Start of Supplied records

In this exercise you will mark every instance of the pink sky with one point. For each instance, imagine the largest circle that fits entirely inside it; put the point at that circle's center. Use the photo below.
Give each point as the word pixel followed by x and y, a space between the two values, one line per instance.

End of Supplied records
Start of Supplied records

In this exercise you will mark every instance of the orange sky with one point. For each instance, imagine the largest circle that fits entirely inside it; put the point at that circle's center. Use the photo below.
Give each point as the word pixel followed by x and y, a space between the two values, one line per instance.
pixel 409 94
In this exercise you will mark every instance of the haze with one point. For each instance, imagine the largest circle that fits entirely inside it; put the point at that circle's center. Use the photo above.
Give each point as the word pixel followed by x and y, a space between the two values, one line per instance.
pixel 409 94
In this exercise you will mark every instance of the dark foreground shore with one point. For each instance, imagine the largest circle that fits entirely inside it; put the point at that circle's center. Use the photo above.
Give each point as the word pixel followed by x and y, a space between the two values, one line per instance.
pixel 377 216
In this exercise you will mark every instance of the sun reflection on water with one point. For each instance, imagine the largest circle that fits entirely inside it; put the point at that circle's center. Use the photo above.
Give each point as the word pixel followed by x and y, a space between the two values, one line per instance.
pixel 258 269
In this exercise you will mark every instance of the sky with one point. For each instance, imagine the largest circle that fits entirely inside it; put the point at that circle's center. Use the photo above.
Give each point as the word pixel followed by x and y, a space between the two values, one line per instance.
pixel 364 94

End of Supplied records
Start of Supplied records

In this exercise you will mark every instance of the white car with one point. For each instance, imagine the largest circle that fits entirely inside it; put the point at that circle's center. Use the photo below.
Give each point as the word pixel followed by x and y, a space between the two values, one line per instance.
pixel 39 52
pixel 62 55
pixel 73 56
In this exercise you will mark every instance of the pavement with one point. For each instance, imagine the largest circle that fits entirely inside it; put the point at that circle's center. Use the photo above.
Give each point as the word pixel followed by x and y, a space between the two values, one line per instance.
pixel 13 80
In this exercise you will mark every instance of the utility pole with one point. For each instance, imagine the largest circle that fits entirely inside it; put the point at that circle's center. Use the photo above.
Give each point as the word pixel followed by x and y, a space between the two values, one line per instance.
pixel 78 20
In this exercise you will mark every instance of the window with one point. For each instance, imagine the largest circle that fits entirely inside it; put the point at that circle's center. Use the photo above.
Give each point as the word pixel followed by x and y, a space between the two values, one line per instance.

End of Supplied records

-- What you will do --
Every line of the records that includes the word "above" should be gathered.

-- Task solution --
In this exercise you will mark every instance of the haze with one point. For each instance, imagine the largest circle that fits entirely inside it; put the point at that circle's center. Use the photo above.
In this exercise you will mark every instance of the dark foreground shore with one point. For each instance, imagine the largest circle that fits entirely inside it; put the point at that circle's center. Use the photo above.
In this exercise you will mark every instance of the sun reflection on water with one point. For each instance, imagine the largest circle that fits entirely inside it; put the point at that circle's center. Use the photo above.
In this exercise you will mark every instance of the sky with one point. For each instance, imagine the largest circle that fits entirely inside it; put the point at that circle's center. Use the photo above.
In this exercise you will mark every instance of the pavement with one point. For each instance, imagine the largest circle that fits entirely inside it; put the point at that circle's center. Use the photo above.
In this exercise you will mark every instance of the utility pole with one point. For each instance, imagine the largest circle that fits entirely inside it; put the point at that circle's center. Use the photo above.
In this exercise you will mark every instance of the window with one point. For each instance, imagine the largest circle that fits entirely inside it; put the point at that circle's center. Use the photo above.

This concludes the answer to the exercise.